#### Testo del documento:
——————————
“Essere qui, di persona, nella ‘Casa tra Le Nuvole di Papa Francesco’, una struttura protetta per le donne vittime di tratta della Comunità Papa Giovanni XXIII, mi aiuta a riflettere sulla necessità di fare di più per queste vittime del mondo della crudeltà”. Sono le parole del Comandante Generale dell’Arma dei Carabinieri Teo Luzi in visita presso la “Casa tra le Nuvole di Papa Francesco”, struttura fondata da don Oreste Benzi da oltre 25 anni accanto alle giovani vittime della prostituzione schiavizzata gestita da don Buonaiuto.
Don Aldo ha accolto il Generale assieme a mons. Francesco Massara, arcivescovo di Camerino-San Severino Marche e vescovo di Fabriano-Matelica, e al sindaco di Fabriano, Daniela Ghergo. Presenti anche il Comandante della Legione Marche il Generale Salvatore Cagnazzo, il Colonnello Provinciale della provincia di Ancona Carlo Lecca e il Capitano della Compagnia dei Carabinieri di Fabriano Mirco Marcucci.
——————————
Record annotati con coordinate
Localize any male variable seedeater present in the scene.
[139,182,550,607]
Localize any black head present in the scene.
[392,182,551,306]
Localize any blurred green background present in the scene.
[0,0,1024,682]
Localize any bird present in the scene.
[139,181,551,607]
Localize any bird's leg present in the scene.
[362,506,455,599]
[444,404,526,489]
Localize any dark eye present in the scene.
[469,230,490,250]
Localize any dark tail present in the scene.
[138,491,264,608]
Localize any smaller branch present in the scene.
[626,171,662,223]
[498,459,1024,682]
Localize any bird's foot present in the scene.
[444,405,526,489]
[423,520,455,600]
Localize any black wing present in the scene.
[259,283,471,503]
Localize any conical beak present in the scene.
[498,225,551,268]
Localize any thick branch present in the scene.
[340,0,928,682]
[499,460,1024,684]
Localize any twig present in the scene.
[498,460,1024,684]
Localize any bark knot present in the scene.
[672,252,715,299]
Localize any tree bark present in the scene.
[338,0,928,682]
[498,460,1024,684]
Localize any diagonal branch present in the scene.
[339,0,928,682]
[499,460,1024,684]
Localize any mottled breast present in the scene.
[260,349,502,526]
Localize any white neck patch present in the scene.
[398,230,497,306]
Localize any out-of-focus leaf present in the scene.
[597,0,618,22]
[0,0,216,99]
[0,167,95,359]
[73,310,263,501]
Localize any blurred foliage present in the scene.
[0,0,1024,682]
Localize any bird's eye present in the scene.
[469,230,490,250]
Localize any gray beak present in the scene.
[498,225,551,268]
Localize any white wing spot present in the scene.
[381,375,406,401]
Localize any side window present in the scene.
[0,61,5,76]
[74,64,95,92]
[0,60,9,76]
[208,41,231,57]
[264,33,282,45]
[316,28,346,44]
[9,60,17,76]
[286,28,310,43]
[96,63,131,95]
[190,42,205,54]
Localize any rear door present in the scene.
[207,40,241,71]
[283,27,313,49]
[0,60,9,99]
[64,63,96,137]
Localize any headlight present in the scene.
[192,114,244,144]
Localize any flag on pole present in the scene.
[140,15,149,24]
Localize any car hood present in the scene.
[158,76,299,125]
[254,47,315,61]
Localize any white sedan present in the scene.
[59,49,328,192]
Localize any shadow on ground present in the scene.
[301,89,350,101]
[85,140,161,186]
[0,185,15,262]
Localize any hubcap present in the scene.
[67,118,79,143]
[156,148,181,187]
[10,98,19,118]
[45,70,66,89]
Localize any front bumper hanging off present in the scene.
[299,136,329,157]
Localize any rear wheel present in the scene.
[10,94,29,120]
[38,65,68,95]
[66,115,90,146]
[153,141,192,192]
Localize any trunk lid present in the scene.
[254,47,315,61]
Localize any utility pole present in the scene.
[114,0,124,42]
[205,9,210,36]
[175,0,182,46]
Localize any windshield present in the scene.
——————————
Rispondi per favore a queste domande sul testo del documento:
(a) Da chi è stata fondata la "Casa tra le Nuvole di Papa Francesco"?
(b) Chi è il sindaco di Fabriano?
(c) Quale incarico ricopre Carlo Lecca?
Basati soltanto sul testo del documento, senza ricorrere al materiale.

#### Risposta attesa:
(a) Da don Oreste Benzi.
(b) Daniela Ghergo.
(c) È il Colonnello Provinciale della provincia di Ancona.